Aim of the exercise » Please select and copy every line of the entries below that contains the word "mountain", treating uppercase and lowercase as different.

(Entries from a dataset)
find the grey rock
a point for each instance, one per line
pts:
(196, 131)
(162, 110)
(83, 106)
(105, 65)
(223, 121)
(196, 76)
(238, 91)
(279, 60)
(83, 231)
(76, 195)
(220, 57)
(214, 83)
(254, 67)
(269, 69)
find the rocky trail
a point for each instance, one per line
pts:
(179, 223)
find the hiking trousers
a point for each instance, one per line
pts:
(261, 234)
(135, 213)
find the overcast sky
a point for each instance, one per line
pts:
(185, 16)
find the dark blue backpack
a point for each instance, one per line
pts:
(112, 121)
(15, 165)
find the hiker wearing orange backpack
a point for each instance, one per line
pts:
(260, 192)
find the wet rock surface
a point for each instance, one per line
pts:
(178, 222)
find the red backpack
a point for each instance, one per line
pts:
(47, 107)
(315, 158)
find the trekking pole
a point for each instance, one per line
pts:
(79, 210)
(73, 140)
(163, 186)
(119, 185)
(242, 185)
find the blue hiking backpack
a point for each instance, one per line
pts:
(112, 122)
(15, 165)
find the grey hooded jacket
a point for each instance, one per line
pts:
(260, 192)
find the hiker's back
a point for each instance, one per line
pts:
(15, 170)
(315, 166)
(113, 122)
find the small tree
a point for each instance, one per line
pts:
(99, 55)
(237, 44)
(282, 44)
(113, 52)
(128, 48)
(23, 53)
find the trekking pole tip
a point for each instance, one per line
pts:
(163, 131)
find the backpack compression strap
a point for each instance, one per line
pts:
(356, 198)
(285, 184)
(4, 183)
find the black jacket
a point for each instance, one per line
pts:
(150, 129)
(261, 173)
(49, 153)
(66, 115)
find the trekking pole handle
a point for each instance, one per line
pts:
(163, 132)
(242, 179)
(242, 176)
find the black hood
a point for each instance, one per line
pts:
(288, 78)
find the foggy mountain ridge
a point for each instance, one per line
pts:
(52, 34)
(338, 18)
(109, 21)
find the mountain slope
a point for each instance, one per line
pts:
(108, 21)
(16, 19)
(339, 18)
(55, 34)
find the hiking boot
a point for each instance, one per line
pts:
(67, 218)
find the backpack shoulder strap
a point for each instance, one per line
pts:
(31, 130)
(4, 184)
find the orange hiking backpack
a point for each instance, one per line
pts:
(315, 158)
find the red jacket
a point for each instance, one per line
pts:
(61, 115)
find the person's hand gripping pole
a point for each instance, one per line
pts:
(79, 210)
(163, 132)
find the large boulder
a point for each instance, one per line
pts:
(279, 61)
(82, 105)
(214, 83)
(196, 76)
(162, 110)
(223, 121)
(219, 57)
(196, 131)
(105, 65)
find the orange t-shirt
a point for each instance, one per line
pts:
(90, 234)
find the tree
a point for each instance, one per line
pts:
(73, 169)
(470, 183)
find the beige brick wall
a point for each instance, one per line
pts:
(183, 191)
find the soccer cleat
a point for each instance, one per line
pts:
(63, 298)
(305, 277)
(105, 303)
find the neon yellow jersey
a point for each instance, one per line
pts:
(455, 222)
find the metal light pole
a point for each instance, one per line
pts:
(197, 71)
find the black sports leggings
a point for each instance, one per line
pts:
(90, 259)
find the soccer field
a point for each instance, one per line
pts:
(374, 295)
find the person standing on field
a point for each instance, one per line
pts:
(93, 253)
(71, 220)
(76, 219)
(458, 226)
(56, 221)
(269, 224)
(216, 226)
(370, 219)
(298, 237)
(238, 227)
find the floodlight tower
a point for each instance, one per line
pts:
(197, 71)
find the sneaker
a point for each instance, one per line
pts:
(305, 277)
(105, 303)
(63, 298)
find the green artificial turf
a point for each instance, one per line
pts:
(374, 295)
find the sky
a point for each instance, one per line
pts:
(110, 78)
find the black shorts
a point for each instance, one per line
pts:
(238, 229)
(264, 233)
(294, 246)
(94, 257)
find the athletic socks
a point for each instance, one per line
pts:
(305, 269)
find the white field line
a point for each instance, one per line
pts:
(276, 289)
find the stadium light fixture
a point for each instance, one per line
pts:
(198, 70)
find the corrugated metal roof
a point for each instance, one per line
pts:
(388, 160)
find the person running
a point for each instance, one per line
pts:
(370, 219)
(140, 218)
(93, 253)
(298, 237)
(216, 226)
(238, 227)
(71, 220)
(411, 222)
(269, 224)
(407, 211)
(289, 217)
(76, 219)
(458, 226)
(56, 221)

* * *

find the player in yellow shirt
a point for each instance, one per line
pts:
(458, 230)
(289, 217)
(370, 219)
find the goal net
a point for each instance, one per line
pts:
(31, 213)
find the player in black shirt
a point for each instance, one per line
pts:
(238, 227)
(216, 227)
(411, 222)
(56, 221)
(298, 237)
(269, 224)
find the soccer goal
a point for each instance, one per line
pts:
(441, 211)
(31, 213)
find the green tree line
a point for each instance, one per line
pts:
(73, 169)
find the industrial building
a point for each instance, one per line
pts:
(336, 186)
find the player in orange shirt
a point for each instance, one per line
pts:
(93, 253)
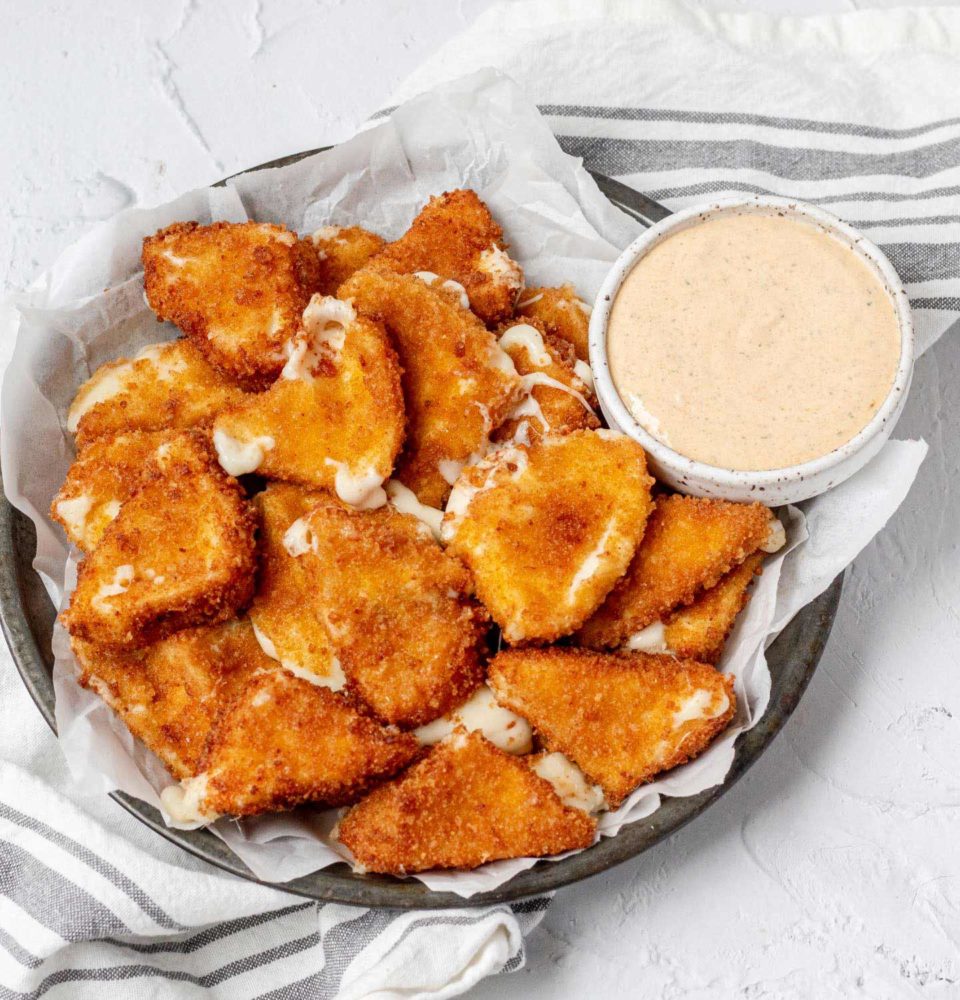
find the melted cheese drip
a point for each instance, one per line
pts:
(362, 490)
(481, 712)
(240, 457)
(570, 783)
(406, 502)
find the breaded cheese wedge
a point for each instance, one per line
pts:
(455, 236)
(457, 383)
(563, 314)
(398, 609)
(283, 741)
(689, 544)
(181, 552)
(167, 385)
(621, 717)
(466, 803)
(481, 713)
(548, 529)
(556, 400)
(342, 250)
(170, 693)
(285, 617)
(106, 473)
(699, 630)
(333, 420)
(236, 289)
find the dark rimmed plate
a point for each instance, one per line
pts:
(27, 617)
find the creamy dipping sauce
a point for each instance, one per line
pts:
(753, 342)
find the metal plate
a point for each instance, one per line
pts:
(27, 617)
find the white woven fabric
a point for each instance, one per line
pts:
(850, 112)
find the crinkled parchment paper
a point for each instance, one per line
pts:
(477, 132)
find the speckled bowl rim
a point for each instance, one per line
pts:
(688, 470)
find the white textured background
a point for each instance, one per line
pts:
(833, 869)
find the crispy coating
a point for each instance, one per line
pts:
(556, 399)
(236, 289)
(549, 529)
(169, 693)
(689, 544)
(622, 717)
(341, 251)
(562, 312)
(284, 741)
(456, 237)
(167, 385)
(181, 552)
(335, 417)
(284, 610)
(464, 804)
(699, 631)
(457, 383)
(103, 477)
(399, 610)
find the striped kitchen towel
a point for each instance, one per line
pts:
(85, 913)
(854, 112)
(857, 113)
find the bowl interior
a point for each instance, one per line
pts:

Response to this exercise »
find the foggy mountain ridge
find the mountain slope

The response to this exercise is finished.